Retype precisely the section of the data that starts at the line containing "Where can the sunlit" and runs to its final line, ends included.

··········

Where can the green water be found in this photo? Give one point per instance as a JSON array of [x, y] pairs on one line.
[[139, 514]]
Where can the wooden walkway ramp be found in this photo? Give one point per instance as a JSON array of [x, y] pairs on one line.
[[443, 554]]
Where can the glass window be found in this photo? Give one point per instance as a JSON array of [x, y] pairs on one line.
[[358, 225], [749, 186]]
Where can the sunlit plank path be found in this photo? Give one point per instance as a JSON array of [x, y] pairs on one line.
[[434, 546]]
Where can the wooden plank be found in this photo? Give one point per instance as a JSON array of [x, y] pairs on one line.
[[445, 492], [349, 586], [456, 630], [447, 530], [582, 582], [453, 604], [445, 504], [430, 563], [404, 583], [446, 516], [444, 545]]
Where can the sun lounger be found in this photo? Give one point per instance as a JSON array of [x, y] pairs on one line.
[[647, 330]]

··········

_SOLUTION FOR THIS TASK_.
Where can the sunlit plank path be found in this photo? Give one point per instance as a JSON array of [x, y] pairs on one line.
[[434, 546]]
Where can the wooden plank be found in this photo? Give one point per instance as a JSON array of [x, y] pairs on one line.
[[445, 492], [349, 586], [456, 630], [447, 530], [582, 582], [453, 604], [445, 504], [430, 563], [404, 583], [446, 516], [444, 545]]
Where can the sun lounger be found in this photo? Give one point per instance as a JSON array of [x, y] pairs on one line.
[[647, 330]]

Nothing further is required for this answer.